____ Provided data

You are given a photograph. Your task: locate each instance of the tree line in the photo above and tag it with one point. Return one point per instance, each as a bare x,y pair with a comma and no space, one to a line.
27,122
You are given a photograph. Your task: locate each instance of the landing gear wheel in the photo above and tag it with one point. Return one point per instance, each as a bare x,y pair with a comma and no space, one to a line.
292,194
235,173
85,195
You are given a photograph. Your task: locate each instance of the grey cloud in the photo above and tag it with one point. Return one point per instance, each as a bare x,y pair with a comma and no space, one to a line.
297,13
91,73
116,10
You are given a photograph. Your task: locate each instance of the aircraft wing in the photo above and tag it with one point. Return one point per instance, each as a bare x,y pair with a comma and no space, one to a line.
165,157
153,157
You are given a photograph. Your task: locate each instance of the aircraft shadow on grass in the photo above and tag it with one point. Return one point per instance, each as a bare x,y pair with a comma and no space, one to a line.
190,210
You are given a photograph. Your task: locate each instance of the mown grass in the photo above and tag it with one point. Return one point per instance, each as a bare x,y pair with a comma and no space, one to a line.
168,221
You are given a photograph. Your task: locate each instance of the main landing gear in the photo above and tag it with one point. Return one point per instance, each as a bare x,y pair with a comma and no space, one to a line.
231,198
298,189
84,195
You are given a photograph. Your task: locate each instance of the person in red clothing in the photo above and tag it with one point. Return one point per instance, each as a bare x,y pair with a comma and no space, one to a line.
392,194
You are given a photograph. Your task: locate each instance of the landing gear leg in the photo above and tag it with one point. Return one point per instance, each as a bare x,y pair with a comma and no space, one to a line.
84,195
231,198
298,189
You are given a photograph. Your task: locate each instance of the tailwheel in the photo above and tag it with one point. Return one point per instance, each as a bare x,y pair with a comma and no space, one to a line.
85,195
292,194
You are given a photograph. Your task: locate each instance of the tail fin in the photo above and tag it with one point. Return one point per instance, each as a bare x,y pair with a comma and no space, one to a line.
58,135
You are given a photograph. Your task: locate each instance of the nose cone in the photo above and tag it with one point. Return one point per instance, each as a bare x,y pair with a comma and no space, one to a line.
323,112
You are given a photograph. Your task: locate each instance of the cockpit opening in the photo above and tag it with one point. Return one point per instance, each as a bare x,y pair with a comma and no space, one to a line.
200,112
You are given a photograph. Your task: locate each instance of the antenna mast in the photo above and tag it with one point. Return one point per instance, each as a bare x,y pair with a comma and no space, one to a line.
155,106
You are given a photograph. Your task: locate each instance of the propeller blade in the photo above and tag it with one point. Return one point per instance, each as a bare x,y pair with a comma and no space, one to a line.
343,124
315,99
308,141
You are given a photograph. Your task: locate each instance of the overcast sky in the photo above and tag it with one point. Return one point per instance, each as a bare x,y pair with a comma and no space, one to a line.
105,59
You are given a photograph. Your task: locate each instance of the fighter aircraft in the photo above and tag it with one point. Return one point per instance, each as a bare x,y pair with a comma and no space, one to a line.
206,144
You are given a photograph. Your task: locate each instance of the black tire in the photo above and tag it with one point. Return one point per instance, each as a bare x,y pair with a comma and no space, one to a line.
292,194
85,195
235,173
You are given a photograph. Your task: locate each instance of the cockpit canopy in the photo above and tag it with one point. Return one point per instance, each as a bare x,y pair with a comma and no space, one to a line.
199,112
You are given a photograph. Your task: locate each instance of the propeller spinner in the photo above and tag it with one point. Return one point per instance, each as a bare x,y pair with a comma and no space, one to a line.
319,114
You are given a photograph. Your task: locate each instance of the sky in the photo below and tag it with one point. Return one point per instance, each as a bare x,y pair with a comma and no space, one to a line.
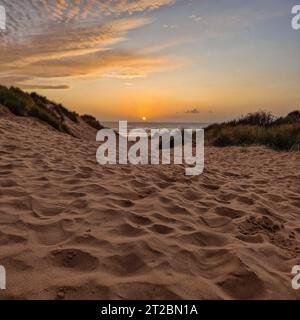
166,60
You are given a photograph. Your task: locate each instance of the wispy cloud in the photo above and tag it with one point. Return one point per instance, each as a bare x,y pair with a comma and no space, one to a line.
64,38
192,111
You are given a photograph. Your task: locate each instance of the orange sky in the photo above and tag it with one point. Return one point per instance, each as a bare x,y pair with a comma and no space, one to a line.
169,60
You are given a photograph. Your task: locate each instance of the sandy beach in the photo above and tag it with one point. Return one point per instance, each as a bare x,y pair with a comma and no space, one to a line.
72,229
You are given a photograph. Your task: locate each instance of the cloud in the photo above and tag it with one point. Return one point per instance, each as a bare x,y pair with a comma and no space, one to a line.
64,38
44,87
192,111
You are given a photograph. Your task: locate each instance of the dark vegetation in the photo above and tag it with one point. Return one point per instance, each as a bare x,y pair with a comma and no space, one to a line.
260,128
24,104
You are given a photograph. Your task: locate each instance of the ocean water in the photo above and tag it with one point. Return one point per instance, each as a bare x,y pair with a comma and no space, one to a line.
157,125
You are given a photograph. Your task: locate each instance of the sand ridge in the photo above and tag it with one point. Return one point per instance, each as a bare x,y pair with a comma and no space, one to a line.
72,229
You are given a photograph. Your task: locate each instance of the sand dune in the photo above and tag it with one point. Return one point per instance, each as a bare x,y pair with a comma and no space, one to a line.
72,229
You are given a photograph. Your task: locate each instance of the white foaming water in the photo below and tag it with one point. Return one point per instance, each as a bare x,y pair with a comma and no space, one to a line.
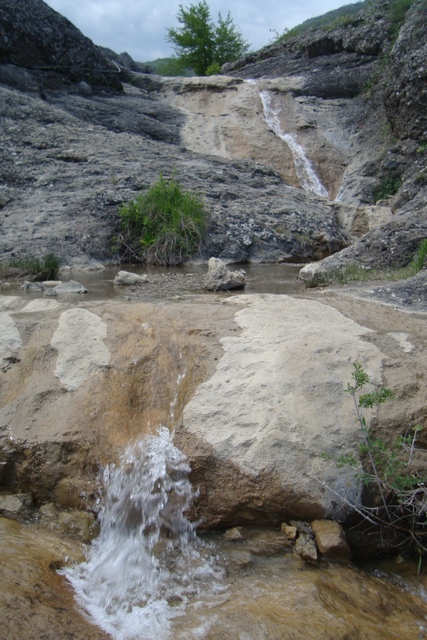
303,167
147,564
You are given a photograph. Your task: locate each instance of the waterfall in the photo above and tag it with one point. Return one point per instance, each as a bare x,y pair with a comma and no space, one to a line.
303,167
147,561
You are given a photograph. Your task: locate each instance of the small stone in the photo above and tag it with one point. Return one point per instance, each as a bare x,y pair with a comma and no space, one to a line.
305,547
126,278
219,278
234,534
68,287
16,505
330,539
33,286
289,531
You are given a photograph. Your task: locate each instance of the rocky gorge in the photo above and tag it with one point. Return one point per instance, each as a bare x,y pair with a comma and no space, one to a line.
251,384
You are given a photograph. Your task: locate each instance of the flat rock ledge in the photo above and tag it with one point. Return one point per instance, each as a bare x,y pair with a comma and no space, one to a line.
256,431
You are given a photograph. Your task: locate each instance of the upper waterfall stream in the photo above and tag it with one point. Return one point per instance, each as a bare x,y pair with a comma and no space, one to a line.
304,169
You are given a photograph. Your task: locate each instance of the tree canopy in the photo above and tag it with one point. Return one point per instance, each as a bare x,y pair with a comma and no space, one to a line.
202,45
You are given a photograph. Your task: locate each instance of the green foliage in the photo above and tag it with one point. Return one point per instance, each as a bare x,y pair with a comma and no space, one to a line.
46,268
357,273
170,67
199,43
332,19
163,226
213,69
389,472
388,187
397,11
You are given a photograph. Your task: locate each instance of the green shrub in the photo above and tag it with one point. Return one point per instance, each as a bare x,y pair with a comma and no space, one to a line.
46,268
163,226
214,69
398,488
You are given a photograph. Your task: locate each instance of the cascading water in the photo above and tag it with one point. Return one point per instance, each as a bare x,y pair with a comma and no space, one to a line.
147,563
303,167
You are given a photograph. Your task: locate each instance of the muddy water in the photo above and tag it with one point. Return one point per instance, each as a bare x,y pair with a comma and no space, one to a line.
174,282
267,593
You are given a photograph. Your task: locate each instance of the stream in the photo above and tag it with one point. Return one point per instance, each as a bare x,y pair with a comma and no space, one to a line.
152,575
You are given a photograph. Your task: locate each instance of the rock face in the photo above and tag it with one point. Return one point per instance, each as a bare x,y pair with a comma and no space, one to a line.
236,142
34,37
79,383
405,93
255,432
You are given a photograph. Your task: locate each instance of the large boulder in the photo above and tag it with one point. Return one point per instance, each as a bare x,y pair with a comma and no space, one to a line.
405,94
256,431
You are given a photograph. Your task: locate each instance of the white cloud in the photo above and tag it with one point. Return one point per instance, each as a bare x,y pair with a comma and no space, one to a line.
139,26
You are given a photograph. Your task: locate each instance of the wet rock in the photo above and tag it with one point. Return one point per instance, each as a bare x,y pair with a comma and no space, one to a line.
254,431
330,539
78,525
10,338
33,286
126,278
79,341
234,534
289,531
219,278
68,287
305,547
16,506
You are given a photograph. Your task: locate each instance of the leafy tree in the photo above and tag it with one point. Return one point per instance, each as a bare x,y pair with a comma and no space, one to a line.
200,44
229,43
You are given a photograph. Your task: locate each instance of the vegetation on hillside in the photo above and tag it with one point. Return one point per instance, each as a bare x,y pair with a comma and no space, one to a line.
395,493
163,226
348,15
358,273
202,45
37,269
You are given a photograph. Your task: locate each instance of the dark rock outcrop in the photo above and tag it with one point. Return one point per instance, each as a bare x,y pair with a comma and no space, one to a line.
35,37
405,92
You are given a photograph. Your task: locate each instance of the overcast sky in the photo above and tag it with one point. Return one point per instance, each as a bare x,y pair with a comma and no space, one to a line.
139,26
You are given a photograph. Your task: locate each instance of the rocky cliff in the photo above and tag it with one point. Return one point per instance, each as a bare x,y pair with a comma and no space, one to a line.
290,150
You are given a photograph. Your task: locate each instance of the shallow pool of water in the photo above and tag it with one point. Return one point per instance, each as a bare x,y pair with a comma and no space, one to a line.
170,282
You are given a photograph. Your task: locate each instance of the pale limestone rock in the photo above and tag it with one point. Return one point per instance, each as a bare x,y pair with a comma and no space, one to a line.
126,278
219,278
40,304
234,534
33,286
306,547
9,303
330,539
76,524
15,505
10,339
255,432
68,287
81,350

________

▶ Goal
Rewrite the items above, starting at the line containing "the rocky cliff" and ending at the last line of the items, with every "tag it with one point" changed to "mark it with a single point" and nothing else altered. Return only those lines.

▶ Reply
You are given a photograph. Your task: locate each instance of the rocky cliff in the photo above and mark it with a single point. Return one point per instance, each as a bare x,y pair with a comma and no space, one to a line.
290,150
You are given a photograph. Your task: locate each instance of the shallow pool of water in the photo above and mark it with a single point. Return one point per instance, each as a bare x,y pair with a comma and no space, one to a line.
170,282
You are given a photograph. Your task: locate each instance of the pale limestone rock in the photo above and mark it with a single point. Return one point per instance, each as a bare x,y pair with a comma and no space, one to a line.
126,278
219,278
40,304
234,534
33,286
306,547
9,303
330,539
76,524
15,505
10,339
255,432
68,287
81,350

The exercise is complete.